ASSIGNMENT | Write the records out exactly, so that no picture remains in the copy.

DATA PROVIDED |
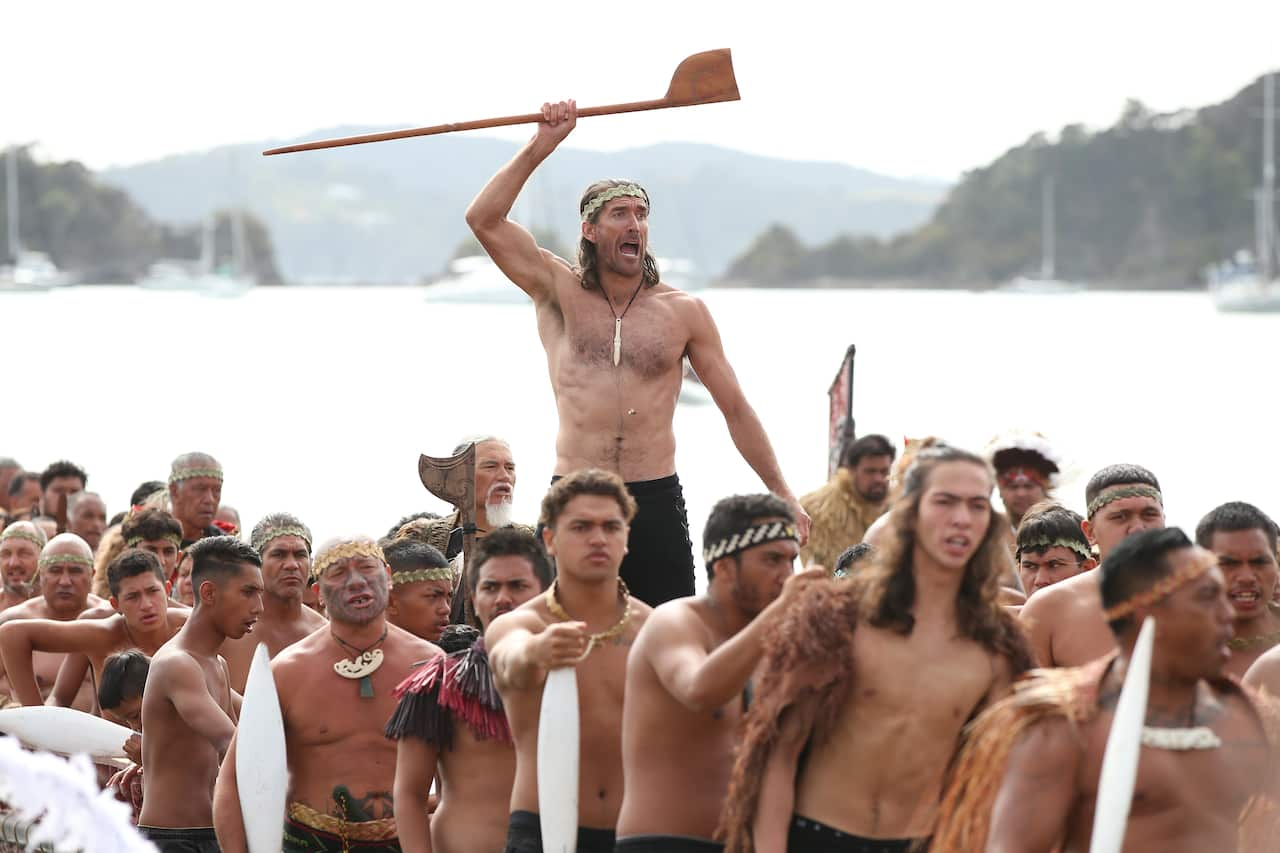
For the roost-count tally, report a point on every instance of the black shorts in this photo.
(525, 835)
(659, 562)
(808, 835)
(200, 839)
(667, 844)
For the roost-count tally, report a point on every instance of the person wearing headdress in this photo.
(845, 507)
(284, 544)
(867, 683)
(337, 690)
(616, 338)
(21, 544)
(1064, 621)
(64, 571)
(1028, 776)
(451, 721)
(1027, 469)
(1051, 547)
(196, 489)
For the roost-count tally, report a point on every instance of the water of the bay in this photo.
(319, 401)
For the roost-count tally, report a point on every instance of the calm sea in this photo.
(319, 401)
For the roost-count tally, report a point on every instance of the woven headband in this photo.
(1045, 543)
(261, 538)
(60, 559)
(179, 474)
(401, 578)
(1162, 588)
(1120, 492)
(133, 542)
(23, 533)
(344, 551)
(749, 538)
(632, 190)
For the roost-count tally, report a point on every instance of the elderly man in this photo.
(19, 551)
(845, 507)
(65, 570)
(195, 491)
(86, 516)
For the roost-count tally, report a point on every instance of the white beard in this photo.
(499, 514)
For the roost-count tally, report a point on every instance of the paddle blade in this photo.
(703, 78)
(261, 770)
(1124, 743)
(557, 761)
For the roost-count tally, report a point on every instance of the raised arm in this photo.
(510, 246)
(415, 769)
(228, 819)
(707, 356)
(23, 637)
(184, 687)
(1038, 790)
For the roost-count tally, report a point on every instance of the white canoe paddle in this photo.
(68, 731)
(1124, 742)
(557, 761)
(261, 772)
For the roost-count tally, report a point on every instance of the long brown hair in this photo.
(588, 263)
(887, 585)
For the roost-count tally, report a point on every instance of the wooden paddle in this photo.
(702, 78)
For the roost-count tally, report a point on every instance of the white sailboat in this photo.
(26, 269)
(1047, 281)
(1249, 282)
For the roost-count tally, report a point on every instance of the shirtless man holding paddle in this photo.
(616, 338)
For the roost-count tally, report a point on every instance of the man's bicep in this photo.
(1038, 789)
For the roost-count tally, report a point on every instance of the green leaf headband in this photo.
(181, 474)
(401, 578)
(1121, 492)
(282, 530)
(59, 559)
(749, 538)
(632, 190)
(1045, 543)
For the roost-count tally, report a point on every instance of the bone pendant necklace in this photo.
(617, 320)
(362, 665)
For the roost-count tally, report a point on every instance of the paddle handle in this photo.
(503, 121)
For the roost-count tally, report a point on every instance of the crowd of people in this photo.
(941, 675)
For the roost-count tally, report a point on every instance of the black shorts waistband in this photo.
(644, 487)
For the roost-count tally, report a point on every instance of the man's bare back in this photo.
(881, 772)
(1065, 625)
(600, 684)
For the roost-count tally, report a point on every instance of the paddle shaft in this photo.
(528, 118)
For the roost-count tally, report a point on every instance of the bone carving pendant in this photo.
(362, 666)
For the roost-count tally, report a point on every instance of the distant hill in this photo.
(1147, 203)
(393, 210)
(99, 233)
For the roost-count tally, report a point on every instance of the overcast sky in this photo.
(904, 89)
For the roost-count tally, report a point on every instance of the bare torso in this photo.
(600, 684)
(475, 799)
(616, 418)
(277, 633)
(1184, 801)
(333, 737)
(179, 766)
(677, 761)
(1065, 623)
(881, 771)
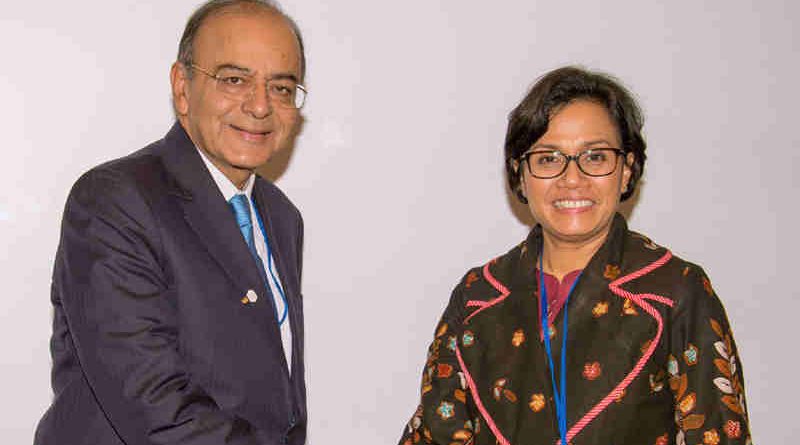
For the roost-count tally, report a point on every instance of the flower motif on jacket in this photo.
(728, 383)
(685, 402)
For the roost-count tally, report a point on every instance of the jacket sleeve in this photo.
(444, 415)
(704, 370)
(123, 320)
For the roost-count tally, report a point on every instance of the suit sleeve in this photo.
(122, 317)
(704, 370)
(444, 415)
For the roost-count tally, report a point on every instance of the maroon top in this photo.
(557, 292)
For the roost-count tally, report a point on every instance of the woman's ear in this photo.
(627, 171)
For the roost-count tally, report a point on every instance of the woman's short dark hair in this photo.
(529, 120)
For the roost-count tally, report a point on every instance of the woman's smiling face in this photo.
(573, 207)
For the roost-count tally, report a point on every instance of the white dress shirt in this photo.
(228, 191)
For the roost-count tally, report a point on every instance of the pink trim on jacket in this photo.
(487, 304)
(638, 299)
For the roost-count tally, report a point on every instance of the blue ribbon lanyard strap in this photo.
(272, 275)
(559, 396)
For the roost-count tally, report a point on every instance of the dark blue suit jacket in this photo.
(153, 342)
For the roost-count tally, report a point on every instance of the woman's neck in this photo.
(562, 257)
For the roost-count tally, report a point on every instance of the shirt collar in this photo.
(224, 184)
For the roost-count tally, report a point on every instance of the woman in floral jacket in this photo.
(637, 350)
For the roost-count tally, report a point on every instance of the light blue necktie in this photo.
(241, 210)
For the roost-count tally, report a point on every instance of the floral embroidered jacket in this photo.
(650, 355)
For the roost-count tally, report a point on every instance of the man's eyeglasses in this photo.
(284, 92)
(546, 164)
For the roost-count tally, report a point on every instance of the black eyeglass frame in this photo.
(301, 88)
(527, 156)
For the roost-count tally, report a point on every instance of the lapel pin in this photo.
(252, 297)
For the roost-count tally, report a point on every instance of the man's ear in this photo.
(180, 88)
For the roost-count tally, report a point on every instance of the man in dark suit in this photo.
(176, 288)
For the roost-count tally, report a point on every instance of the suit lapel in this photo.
(274, 225)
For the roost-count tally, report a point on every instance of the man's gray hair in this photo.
(212, 7)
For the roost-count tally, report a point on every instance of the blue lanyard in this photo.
(269, 265)
(559, 396)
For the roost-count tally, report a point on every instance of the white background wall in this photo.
(399, 170)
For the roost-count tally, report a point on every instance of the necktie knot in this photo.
(241, 211)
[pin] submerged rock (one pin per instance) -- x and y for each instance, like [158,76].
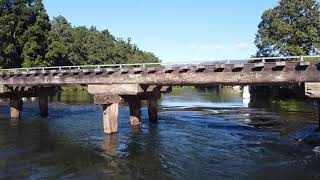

WORKED SOLUTION |
For the roost-count tally, report a point on every instance of the black shorts in this photo.
(525, 835)
(659, 562)
(808, 835)
(200, 839)
(667, 844)
For the roost-count tally, report a point on every instance of the person wearing headdress in this photo.
(845, 507)
(284, 544)
(867, 683)
(337, 690)
(616, 338)
(21, 544)
(1064, 621)
(64, 571)
(1028, 776)
(451, 721)
(1027, 469)
(1051, 547)
(196, 489)
For the roost-count tally, report a point on every instance of the water of the bay in this photo.
(319, 401)
For the roost-count tally, report a point on every instance of the calm sea in this photo.
(319, 401)
For the roost-count tally, report a point on every instance of the woven headband in this photo.
(1045, 543)
(261, 538)
(60, 559)
(179, 474)
(401, 578)
(1162, 588)
(1120, 492)
(133, 542)
(23, 533)
(344, 551)
(749, 538)
(632, 190)
For the roost-count tally, report a point on every instance of the elderly man in this photo.
(19, 551)
(845, 507)
(65, 570)
(195, 491)
(86, 516)
For the roost-count tally, report a point on every instance of the white beard in this photo.
(499, 514)
For the roost-count tally, report a point on every instance of the paddle blade in this photo.
(703, 78)
(261, 770)
(1124, 743)
(557, 761)
For the roost-count tally, report a point on every instance of the raised arm in this photo.
(510, 246)
(415, 769)
(228, 819)
(707, 356)
(23, 637)
(184, 687)
(1038, 790)
For the roost-count tally, report a point on every instance of the white canoe paddle in this photo.
(68, 731)
(1124, 742)
(557, 761)
(261, 772)
For the roost-count tally, report a point on every instance of the long brown hair in this photo.
(588, 263)
(887, 585)
For the roost-count tally, report a point on every instance of the wooden paddle in this photo.
(702, 78)
For the roost-count tally, report a point on every instance of the white sailboat in this photo.
(26, 269)
(1047, 281)
(1249, 282)
For the roost-count tally, report a point on every instance of the shirtless man holding paddle in this photo.
(616, 338)
For the roost-count tally, report a point on every instance of the man's bicep in this photo.
(1038, 789)
For the roost-count tally, report a point on every instance of the green leaf headband in this photo.
(181, 474)
(401, 578)
(1121, 492)
(282, 530)
(59, 559)
(749, 538)
(632, 190)
(1045, 543)
For the roost-count tally, report a point on every instance of the bone pendant necklace in this photo.
(617, 320)
(362, 665)
For the roost-count tally, report a point on every instance of the paddle handle in this photo.
(503, 121)
For the roost-count tally, report a point on every instance of the crowd of people in this photo.
(941, 675)
For the roost-count tally, report a point on every instance of the black shorts waistband in this photo.
(644, 487)
For the roost-count tally, report a point on every instance of the man's bare back in this photo.
(881, 772)
(1065, 625)
(600, 684)
For the roost-count tally, report a point on every instance of the paddle shaft in this photo.
(528, 118)
For the roost-count tally, report a point on every instance of the bone carving pendant in this photo.
(362, 666)
For the roost-count tally, report a point on every instance of the distant hill in this photo.
(1147, 203)
(393, 210)
(99, 233)
For the roost-count tally, report a point on every instance of the overcast sky in this photo.
(904, 89)
For the roost-count tally, report a point on every instance of the bare torso in this photo.
(600, 684)
(475, 799)
(616, 418)
(277, 633)
(1184, 801)
(333, 737)
(179, 766)
(677, 761)
(1065, 623)
(881, 771)
For the roost-count tally, report a point on every instance of the flower motif on jacket in this photo.
(728, 383)
(685, 402)
For the roost-count tally, report a point on every instance of the jacket sleeve in this photo.
(444, 415)
(704, 370)
(123, 320)
For the roost-count tally, report a point on every instance of the suit sleeve in this photo.
(122, 317)
(704, 370)
(444, 415)
For the roost-count tally, report a point on every instance of the maroon top in this photo.
(557, 292)
For the roost-count tally, report a point on every instance of the woman's ear in this photo.
(627, 171)
For the roost-count tally, report a point on every instance of the woman's short dark hair in this photo.
(529, 120)
For the roost-count tally, report a point on every instance of the woman's smiling face in this photo.
(573, 207)
For the roost-count tally, report a point on every instance of the white dress shirt in this photo.
(228, 191)
For the roost-count tally, report a point on every instance of the pink trim on jacket in this photo.
(487, 304)
(638, 299)
For the roost-count tally, report a point on every instance of the blue ribbon lanyard strap in this photo.
(272, 275)
(559, 396)
For the roost-count tally, report a point on every instance of the dark blue suit jacket in this photo.
(153, 342)
For the roost-count tally, report a point on every instance of the woman's neck in this photo.
(562, 257)
For the roost-count tally, report a point on every instance of the shirt collar in this photo.
(224, 184)
For the roost-count tally, report a point on every instance of the woman in floral jacket in this photo.
(637, 350)
For the roost-count tally, report a point on every instance of the light blue necktie in this photo.
(241, 210)
For the roost-count tally, report a point on every instance of the floral embroidered jacket in this photo.
(650, 355)
For the roost-count tally, report a point on every instance of the man's eyeglasses in this photo.
(284, 92)
(546, 164)
For the roost-count tally, report a point on every instance of the black eyeglass frame in this photo.
(301, 88)
(527, 156)
For the roost-count tally, report a point on every instance of the lapel pin in this photo.
(252, 297)
For the roost-count tally, report a point on every instance of the man's ear in this photo.
(180, 88)
For the roost-count tally, report a point on every instance of the man in dark suit in this photo.
(176, 288)
For the roost-count tally, report a point on every instance of the suit lapel in this photo.
(274, 225)
For the roost-count tally, report a point on every instance of the man's gray hair in this photo.
(212, 7)
For the roost-count tally, report a point on every instance of the blue lanyard in this photo.
(269, 265)
(559, 396)
For the roost-count tally, report a point on every instance of the white background wall in this photo.
(399, 170)
For the roost-count tally, report a point on every instance of the necktie knot in this photo.
(241, 211)
[pin] submerged rock (one pin per instance) -- x and y for each instance, like [158,76].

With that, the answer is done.